## DIRECTIVE
Convert all of the items below into a Markdown table with the columns No. and Line, one line per row numbered in sequence. Omit blank lines.

— START OF DATA —

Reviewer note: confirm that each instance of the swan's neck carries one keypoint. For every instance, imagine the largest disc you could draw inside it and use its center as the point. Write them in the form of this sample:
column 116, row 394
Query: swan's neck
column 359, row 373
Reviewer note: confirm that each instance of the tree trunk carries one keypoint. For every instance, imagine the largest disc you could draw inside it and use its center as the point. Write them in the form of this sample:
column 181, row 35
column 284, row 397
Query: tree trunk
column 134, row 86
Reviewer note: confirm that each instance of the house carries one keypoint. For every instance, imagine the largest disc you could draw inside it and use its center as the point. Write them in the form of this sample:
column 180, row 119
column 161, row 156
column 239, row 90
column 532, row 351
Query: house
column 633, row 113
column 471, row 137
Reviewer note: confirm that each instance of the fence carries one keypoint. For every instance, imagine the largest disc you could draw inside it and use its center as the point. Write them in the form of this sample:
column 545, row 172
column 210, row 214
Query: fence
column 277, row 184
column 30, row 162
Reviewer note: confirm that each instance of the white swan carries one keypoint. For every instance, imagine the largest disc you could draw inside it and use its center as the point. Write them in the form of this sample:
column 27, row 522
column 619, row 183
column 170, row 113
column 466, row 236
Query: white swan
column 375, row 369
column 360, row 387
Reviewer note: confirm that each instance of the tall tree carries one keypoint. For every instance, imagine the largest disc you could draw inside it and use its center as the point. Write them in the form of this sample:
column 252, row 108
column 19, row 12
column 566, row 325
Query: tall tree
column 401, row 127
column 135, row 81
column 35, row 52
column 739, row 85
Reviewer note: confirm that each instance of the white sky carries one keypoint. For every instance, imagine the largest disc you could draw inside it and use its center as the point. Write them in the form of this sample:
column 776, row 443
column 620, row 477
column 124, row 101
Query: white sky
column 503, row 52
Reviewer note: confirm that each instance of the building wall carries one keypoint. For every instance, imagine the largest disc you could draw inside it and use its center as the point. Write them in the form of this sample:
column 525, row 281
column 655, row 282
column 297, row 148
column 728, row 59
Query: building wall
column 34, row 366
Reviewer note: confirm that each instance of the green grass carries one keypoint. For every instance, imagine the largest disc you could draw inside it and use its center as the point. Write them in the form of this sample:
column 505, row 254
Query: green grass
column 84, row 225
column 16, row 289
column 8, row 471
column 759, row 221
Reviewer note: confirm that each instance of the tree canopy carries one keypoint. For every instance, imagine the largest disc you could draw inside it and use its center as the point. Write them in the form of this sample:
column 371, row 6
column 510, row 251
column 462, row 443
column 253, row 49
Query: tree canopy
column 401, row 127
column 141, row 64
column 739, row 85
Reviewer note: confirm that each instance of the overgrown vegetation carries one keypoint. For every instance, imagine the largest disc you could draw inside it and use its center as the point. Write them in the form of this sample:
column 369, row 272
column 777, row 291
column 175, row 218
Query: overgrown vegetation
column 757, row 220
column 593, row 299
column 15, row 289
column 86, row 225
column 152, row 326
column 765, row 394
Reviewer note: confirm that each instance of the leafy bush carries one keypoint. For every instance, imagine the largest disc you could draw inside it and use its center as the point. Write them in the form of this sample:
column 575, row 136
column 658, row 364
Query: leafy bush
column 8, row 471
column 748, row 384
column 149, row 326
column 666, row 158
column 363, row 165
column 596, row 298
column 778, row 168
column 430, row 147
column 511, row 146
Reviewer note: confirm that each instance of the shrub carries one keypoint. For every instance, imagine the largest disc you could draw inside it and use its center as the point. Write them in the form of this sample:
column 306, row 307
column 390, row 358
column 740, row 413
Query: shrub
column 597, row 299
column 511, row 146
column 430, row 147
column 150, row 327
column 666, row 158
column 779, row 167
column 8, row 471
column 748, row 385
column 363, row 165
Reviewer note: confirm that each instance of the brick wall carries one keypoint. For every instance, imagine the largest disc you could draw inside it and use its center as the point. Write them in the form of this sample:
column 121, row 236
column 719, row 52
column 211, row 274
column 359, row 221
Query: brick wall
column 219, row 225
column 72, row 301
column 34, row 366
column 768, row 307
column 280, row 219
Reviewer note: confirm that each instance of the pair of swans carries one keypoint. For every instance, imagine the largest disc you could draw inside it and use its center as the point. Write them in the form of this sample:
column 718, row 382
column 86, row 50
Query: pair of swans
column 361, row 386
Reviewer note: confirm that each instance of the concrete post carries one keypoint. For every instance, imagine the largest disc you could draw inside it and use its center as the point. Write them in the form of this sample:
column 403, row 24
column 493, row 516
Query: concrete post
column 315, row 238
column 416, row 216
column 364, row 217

— END OF DATA —

## TASK RESULT
| No. | Line |
|---|---|
| 1 | Reviewer note: confirm that each instance of the swan's neck carries one keypoint. For every instance, imagine the largest disc you could draw inside it and use its center as the point. Write them in the form of this sample: |
| 2 | column 116, row 394 |
| 3 | Query: swan's neck |
| 4 | column 359, row 373 |
| 5 | Reviewer note: confirm that each instance of the tree trunk carries one keypoint. For every instance, imagine the largest disc you could draw inside it and use its center as the point. Write them in the form of this sample: |
| 6 | column 181, row 35 |
| 7 | column 284, row 397 |
| 8 | Query: tree trunk |
| 9 | column 134, row 86 |
| 10 | Reviewer note: confirm that each instance of the house carries one keypoint. For every instance, imagine the largest disc you could draw inside it and use its center as the point. Write them in the form of this sample: |
| 11 | column 180, row 119 |
| 12 | column 161, row 156 |
| 13 | column 239, row 90 |
| 14 | column 532, row 351 |
| 15 | Query: house |
| 16 | column 633, row 113 |
| 17 | column 471, row 137 |
| 18 | Reviewer note: confirm that each instance of the fence carries one keypoint. For every instance, imagine the largest disc you could draw inside it and use its center as the point. Write them in the form of this sample: |
| 19 | column 545, row 172 |
| 20 | column 210, row 214 |
| 21 | Query: fence |
| 22 | column 277, row 184 |
| 23 | column 30, row 162 |
| 24 | Reviewer note: confirm that each instance of the white swan carries one keypoint. For every instance, imagine the largest disc you could draw inside it and use its center as the point. Write them in the form of this sample: |
| 25 | column 27, row 522 |
| 26 | column 619, row 183 |
| 27 | column 170, row 113 |
| 28 | column 466, row 236 |
| 29 | Query: white swan |
| 30 | column 375, row 369 |
| 31 | column 360, row 387 |
| 32 | Reviewer note: confirm that each instance of the tall tree carries one keypoint. For every instance, imagine the largest disc you could draw inside it and use its center as the point. Write them in the form of this sample: |
| 33 | column 252, row 108 |
| 34 | column 19, row 12 |
| 35 | column 566, row 325 |
| 36 | Query: tall tree |
| 37 | column 401, row 127 |
| 38 | column 135, row 81 |
| 39 | column 35, row 52 |
| 40 | column 739, row 85 |
| 41 | Reviewer note: confirm that each instance of the white sky carries one keypoint. For every instance, imagine the largest disc you could draw inside it and use its center as the point. Write them in the form of this sample: |
| 42 | column 776, row 443 |
| 43 | column 620, row 477 |
| 44 | column 124, row 101 |
| 45 | Query: white sky |
| 46 | column 503, row 52 |
| 47 | Reviewer note: confirm that each instance of the building wall carries one keypoint. For every instance, imagine the largest disc you could draw inside it and use its center as the point. Write them in the form of this sample: |
| 48 | column 525, row 281 |
| 49 | column 655, row 282 |
| 50 | column 297, row 148 |
| 51 | column 728, row 59 |
| 52 | Query: building wall |
| 53 | column 34, row 366 |
| 54 | Reviewer note: confirm that each instance of the green grass carries one keypoint. For every instance, imagine the largest disc you could draw inside it and use its center as the point. Write them in the form of this sample: |
| 55 | column 505, row 254 |
| 56 | Query: green grass |
| 57 | column 84, row 225 |
| 58 | column 16, row 289 |
| 59 | column 8, row 471 |
| 60 | column 759, row 221 |
| 61 | Reviewer note: confirm that each instance of the tree canopy carries one keypoint. For every instance, imagine the largest disc you could draw inside it and use its center as the point. Write them in the form of this sample: |
| 62 | column 371, row 6 |
| 63 | column 510, row 251 |
| 64 | column 462, row 443 |
| 65 | column 253, row 49 |
| 66 | Query: tree canopy |
| 67 | column 401, row 127 |
| 68 | column 141, row 64 |
| 69 | column 739, row 85 |
| 70 | Reviewer note: confirm that each instance of the overgrown vegetation carries one keypoint. For every instance, imagine the largest disc you could draw inside it and use its center as the point. Write them in the form of this sample: |
| 71 | column 369, row 272 |
| 72 | column 777, row 291 |
| 73 | column 175, row 218 |
| 74 | Query: overgrown vegetation |
| 75 | column 757, row 220 |
| 76 | column 593, row 299 |
| 77 | column 15, row 289 |
| 78 | column 86, row 225 |
| 79 | column 152, row 326 |
| 80 | column 765, row 394 |
| 81 | Reviewer note: confirm that each instance of the leafy bush carries one keypoint. For every instance, imagine the largest disc you could draw inside it and use its center as the point. Write them in the form of this sample: |
| 82 | column 575, row 136 |
| 83 | column 658, row 364 |
| 84 | Query: leafy bush |
| 85 | column 8, row 471 |
| 86 | column 748, row 384 |
| 87 | column 149, row 326 |
| 88 | column 666, row 158 |
| 89 | column 363, row 165 |
| 90 | column 596, row 298 |
| 91 | column 778, row 168 |
| 92 | column 430, row 147 |
| 93 | column 511, row 146 |
| 94 | Reviewer note: confirm that each instance of the shrub carries one keypoint. For every instance, imagine the largest disc you could draw inside it and use its center as the point. Write them in the form of this sample: |
| 95 | column 306, row 307 |
| 96 | column 390, row 358 |
| 97 | column 740, row 413 |
| 98 | Query: shrub |
| 99 | column 597, row 299 |
| 100 | column 511, row 146 |
| 101 | column 430, row 147 |
| 102 | column 150, row 327 |
| 103 | column 666, row 158 |
| 104 | column 779, row 167 |
| 105 | column 8, row 471 |
| 106 | column 748, row 385 |
| 107 | column 363, row 165 |
| 108 | Reviewer note: confirm that each instance of the brick wall carries one keypoint. For every instance, imagine the largest disc you could draw inside it and use its center as the point. Write them in the form of this sample: |
| 109 | column 121, row 236 |
| 110 | column 719, row 52 |
| 111 | column 211, row 274 |
| 112 | column 359, row 221 |
| 113 | Query: brick wall |
| 114 | column 219, row 225 |
| 115 | column 72, row 301 |
| 116 | column 34, row 366 |
| 117 | column 768, row 307 |
| 118 | column 280, row 219 |
| 119 | Reviewer note: confirm that each instance of the pair of swans carries one keypoint. For every instance, imagine the largest disc you could draw inside it and use its center as the point. Write them in the form of this sample: |
| 120 | column 718, row 382 |
| 121 | column 86, row 50 |
| 122 | Query: pair of swans |
| 123 | column 361, row 386 |
| 124 | Reviewer note: confirm that each instance of the concrete post carries one keypoint. For every instance, imagine the largest disc you could draw inside it and use its center as the point. Write them in the form of this sample: |
| 125 | column 403, row 24 |
| 126 | column 493, row 516 |
| 127 | Query: concrete post |
| 128 | column 315, row 238 |
| 129 | column 416, row 216 |
| 130 | column 364, row 217 |